### GIVEN PROBLEM
Set down every entry again word for word, please, but skip the pictures.

### SUPPLIED MATERIAL

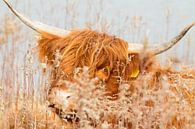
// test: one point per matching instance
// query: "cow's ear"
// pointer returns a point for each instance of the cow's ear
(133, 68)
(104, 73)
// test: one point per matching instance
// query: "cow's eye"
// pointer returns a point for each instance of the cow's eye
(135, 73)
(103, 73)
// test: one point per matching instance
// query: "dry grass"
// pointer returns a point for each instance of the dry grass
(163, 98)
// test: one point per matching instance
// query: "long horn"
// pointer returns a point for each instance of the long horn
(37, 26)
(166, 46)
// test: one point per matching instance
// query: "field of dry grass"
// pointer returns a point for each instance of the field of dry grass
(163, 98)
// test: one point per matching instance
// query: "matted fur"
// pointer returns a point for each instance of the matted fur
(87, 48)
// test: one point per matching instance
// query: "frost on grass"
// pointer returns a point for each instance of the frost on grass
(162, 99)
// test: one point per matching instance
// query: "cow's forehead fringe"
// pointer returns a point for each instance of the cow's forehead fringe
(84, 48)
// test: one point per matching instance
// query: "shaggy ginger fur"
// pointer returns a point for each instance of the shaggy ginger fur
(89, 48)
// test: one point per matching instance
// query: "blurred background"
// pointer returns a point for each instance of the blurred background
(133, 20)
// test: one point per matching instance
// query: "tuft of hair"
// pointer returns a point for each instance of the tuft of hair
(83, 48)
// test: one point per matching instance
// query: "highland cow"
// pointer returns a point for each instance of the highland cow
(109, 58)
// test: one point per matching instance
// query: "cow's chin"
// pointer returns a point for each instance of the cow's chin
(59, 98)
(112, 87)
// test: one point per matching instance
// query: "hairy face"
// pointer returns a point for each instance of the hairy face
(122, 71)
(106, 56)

### OUTPUT FOR THIS EXERCISE
// test: one point per matching instance
// query: "cow's ear"
// pointer returns a point for each instance of the cow's ear
(133, 68)
(104, 73)
// test: one point per matching instance
// query: "cow's eye"
// pointer returns a point for each instance of the cow's eye
(135, 73)
(103, 73)
// test: one point per matching instance
// query: "dry grass"
// pointer returns a point for each instance of the dry grass
(163, 98)
// test: one point per matching instance
// query: "long horn"
// pointer returns a point for each instance of the long horn
(37, 26)
(166, 46)
// test: one point per matching instance
// query: "field of dry grass"
// pointer returns a point for each instance of the field of dry grass
(163, 98)
// test: one point per matching instance
// query: "matted fur"
// pointer returns a point for each instance of the matted fur
(87, 48)
// test: one point per matching instance
// query: "frost on grass"
// pointer returns a point for each instance of the frost on grass
(162, 99)
// test: one point per matching instance
// query: "cow's forehead fringe"
// pointer returns a point for each instance of the cow's forehead fringe
(84, 48)
// test: one point per matching instance
// query: "shaggy ginger fur"
// pointer returns a point for each instance of the shaggy ginger fur
(89, 48)
// test: one point per matching instance
// query: "blurred background"
// pointer returns a point for each instance of the blurred background
(133, 20)
// test: one point per matching instance
// query: "tuft of hair"
// pointer returns a point for each instance of the tuft of hair
(83, 48)
// test: one point per matching instance
// query: "highland cow"
// pointer returns a point for each instance of the highland cow
(109, 58)
// test: one point per matching instance
// query: "cow's chin"
// pointer returns a point for each instance of the cow's chin
(59, 98)
(112, 87)
// test: one point per matching instance
// query: "hairy face"
// pointer returns a point for each instance of the hairy face
(122, 71)
(106, 56)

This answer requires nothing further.